Your task
Please pick out every line in the records below that contains the word "chair", and copy each of those lines in full. Case counts, so a match must have the same capitalization.

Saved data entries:
····················

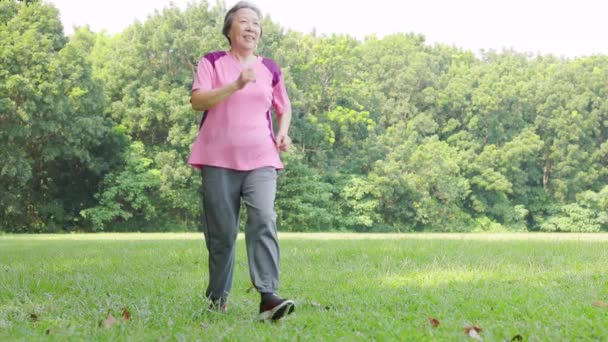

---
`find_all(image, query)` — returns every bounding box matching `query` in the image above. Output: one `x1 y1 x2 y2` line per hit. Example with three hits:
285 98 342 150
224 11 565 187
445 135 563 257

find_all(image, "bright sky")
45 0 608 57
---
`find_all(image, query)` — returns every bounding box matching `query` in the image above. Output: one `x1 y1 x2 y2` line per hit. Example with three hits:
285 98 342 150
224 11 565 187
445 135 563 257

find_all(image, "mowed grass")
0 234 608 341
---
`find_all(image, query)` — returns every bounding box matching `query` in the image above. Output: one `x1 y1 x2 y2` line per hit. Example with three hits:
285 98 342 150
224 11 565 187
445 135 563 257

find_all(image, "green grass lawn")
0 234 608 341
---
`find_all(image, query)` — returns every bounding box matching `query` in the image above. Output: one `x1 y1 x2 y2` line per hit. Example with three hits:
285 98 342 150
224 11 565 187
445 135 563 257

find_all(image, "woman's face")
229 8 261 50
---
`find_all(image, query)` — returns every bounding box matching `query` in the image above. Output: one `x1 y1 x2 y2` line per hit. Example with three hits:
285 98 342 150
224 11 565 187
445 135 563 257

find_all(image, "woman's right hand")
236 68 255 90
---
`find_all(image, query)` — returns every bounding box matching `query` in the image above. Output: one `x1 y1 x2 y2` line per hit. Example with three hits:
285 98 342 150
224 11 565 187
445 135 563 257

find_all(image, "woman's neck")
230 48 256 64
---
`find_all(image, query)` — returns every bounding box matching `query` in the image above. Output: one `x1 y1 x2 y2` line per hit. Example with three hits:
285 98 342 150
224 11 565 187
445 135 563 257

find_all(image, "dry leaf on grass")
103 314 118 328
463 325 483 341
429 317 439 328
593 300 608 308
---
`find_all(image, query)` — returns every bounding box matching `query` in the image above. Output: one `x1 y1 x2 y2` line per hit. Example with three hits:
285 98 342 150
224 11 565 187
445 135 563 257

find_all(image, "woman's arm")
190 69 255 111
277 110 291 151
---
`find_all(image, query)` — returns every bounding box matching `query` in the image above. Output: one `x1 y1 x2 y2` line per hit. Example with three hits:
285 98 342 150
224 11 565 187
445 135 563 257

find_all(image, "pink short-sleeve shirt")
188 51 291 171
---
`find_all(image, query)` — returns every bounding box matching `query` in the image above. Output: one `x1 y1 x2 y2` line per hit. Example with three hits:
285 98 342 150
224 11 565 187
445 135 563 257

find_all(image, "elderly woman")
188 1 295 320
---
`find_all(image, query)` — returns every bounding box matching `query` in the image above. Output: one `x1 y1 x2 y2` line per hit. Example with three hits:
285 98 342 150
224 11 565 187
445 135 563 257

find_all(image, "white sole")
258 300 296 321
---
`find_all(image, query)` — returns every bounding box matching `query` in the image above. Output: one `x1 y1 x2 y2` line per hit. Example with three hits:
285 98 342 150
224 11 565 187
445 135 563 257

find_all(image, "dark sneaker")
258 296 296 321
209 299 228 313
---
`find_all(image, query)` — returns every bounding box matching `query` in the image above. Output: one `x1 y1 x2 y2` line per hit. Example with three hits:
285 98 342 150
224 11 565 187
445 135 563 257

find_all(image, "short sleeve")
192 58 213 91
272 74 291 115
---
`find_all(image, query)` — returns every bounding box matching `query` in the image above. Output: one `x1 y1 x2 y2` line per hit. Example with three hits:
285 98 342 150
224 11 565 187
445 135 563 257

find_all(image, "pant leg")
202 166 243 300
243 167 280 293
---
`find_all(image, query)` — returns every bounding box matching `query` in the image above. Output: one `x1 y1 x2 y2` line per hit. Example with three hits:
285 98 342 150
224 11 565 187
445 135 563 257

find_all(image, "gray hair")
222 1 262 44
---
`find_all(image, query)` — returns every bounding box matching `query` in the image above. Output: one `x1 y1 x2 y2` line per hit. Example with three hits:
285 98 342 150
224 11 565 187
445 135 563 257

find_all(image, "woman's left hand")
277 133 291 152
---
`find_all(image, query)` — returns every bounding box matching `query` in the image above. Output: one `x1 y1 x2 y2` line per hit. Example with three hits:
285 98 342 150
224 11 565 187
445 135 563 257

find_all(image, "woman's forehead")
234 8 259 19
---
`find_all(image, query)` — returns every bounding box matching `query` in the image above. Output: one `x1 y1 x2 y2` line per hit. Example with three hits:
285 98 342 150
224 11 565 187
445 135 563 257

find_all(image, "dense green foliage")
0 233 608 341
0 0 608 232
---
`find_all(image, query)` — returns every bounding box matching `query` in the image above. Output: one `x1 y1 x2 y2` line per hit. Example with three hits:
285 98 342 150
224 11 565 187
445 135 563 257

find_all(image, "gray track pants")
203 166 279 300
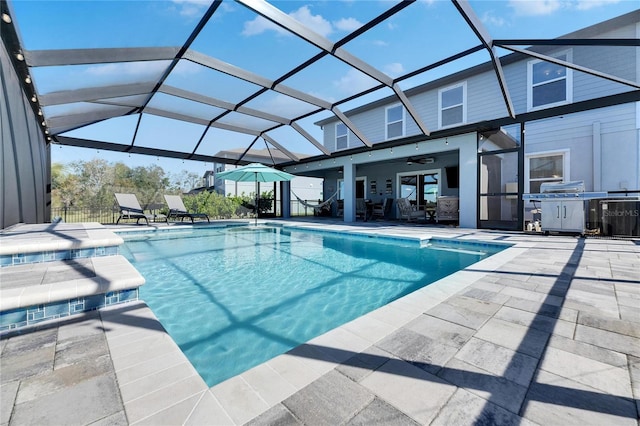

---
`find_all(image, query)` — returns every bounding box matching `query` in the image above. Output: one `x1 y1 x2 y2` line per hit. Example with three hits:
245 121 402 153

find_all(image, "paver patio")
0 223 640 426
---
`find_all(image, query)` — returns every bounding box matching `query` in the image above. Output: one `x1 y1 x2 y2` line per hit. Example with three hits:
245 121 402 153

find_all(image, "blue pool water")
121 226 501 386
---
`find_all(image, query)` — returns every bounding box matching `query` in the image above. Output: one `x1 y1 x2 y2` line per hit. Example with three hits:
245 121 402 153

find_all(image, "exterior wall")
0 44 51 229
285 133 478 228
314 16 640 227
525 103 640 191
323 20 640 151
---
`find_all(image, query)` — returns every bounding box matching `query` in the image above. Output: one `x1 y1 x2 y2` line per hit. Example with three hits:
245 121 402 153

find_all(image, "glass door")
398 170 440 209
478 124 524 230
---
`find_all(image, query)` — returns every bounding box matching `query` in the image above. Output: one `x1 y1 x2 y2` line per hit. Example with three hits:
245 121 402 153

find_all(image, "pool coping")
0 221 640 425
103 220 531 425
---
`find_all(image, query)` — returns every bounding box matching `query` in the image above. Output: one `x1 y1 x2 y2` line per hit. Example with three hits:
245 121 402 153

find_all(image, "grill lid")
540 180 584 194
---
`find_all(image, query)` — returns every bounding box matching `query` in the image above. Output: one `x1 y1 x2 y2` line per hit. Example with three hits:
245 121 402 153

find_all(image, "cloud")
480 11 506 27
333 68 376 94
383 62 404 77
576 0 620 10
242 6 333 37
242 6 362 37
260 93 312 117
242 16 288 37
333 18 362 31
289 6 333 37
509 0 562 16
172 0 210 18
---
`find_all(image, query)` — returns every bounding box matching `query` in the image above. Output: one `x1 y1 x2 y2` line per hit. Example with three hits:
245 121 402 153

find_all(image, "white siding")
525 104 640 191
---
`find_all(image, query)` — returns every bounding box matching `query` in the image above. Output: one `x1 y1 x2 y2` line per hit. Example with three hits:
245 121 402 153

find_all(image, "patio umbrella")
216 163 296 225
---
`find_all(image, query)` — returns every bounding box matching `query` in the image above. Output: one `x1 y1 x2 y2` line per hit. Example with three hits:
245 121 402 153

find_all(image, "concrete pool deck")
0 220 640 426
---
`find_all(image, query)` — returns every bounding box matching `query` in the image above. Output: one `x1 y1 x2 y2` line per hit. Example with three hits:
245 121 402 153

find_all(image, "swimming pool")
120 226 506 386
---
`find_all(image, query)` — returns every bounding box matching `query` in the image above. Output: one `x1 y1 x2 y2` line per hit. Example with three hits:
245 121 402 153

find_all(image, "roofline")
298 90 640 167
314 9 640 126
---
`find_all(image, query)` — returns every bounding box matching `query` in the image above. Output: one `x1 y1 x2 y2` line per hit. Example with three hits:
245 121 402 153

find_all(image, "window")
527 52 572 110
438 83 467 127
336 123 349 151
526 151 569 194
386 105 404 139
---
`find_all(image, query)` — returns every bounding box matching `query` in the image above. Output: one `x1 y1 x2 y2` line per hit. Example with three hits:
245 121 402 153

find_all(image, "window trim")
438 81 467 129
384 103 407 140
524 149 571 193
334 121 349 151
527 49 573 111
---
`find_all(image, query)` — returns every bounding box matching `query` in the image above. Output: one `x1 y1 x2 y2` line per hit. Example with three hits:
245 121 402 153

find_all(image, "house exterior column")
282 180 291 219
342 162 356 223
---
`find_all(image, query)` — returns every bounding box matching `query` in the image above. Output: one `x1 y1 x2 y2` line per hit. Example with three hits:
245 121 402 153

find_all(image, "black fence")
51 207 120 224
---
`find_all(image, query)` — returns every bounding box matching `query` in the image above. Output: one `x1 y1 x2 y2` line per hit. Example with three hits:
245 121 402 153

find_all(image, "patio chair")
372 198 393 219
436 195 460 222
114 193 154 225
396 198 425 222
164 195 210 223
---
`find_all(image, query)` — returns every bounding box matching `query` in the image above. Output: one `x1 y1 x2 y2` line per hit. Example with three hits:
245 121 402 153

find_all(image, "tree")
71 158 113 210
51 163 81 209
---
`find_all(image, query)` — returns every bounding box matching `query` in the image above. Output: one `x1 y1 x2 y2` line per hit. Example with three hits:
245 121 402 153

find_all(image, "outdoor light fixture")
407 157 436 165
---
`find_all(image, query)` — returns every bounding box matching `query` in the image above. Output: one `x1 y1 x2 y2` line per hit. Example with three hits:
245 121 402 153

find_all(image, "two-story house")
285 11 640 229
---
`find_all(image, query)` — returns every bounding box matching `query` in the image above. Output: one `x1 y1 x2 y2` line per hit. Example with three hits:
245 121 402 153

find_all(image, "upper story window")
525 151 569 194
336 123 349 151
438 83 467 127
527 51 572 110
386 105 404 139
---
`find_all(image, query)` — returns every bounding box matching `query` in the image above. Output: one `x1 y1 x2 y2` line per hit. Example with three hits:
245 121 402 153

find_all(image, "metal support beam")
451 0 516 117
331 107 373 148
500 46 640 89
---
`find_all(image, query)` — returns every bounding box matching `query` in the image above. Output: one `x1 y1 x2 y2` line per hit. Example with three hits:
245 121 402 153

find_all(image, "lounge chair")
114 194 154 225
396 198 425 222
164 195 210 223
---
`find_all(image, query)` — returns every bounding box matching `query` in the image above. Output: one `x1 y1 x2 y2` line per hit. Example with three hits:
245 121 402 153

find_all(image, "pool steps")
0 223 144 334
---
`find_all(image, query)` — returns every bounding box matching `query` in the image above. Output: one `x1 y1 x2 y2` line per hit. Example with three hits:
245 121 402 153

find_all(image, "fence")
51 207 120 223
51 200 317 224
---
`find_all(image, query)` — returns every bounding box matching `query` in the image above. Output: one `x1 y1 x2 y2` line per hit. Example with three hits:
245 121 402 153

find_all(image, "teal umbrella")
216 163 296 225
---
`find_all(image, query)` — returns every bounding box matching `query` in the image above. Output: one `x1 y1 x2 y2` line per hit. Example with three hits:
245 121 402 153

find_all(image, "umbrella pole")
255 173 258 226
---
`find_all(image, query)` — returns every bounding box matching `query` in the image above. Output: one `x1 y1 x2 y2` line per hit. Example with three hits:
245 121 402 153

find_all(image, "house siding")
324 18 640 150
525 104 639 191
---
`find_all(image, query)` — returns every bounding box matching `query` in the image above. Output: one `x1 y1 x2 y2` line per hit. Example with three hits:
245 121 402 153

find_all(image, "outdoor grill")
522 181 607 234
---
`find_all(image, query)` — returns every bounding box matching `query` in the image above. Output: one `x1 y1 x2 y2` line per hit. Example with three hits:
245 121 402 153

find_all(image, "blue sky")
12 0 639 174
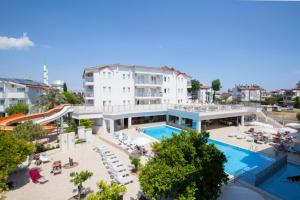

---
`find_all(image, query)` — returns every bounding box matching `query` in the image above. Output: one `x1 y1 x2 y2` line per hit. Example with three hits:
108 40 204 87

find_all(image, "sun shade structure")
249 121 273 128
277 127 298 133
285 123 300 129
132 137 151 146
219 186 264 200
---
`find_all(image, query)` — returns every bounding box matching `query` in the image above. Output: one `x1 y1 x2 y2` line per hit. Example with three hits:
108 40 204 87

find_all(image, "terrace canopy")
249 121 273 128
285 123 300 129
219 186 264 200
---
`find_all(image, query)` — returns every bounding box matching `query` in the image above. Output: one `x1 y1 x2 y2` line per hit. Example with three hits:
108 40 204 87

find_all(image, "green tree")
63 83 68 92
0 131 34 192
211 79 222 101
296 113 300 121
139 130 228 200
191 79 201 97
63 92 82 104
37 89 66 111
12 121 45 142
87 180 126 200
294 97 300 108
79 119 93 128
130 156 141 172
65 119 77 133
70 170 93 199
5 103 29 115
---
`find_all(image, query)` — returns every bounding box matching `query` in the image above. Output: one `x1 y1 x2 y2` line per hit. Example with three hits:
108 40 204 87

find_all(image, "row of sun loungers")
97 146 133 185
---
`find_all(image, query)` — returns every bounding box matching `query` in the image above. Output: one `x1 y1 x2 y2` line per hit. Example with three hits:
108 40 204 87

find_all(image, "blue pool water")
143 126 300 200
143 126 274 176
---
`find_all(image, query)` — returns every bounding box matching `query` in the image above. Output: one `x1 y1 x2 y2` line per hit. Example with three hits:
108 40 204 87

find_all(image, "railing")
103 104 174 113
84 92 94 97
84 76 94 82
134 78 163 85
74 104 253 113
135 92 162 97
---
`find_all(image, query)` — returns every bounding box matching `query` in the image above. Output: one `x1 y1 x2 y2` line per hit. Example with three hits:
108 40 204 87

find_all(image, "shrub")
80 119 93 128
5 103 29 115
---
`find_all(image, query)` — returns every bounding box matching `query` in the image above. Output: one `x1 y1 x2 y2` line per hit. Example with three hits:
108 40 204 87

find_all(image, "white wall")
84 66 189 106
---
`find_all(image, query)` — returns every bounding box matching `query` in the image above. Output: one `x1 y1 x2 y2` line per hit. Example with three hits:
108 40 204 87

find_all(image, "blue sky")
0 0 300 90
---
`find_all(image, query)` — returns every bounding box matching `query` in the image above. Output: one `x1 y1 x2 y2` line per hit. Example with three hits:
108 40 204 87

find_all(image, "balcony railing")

····················

Full answer
find_all(image, "patio chair")
find_all(image, "lounge chair")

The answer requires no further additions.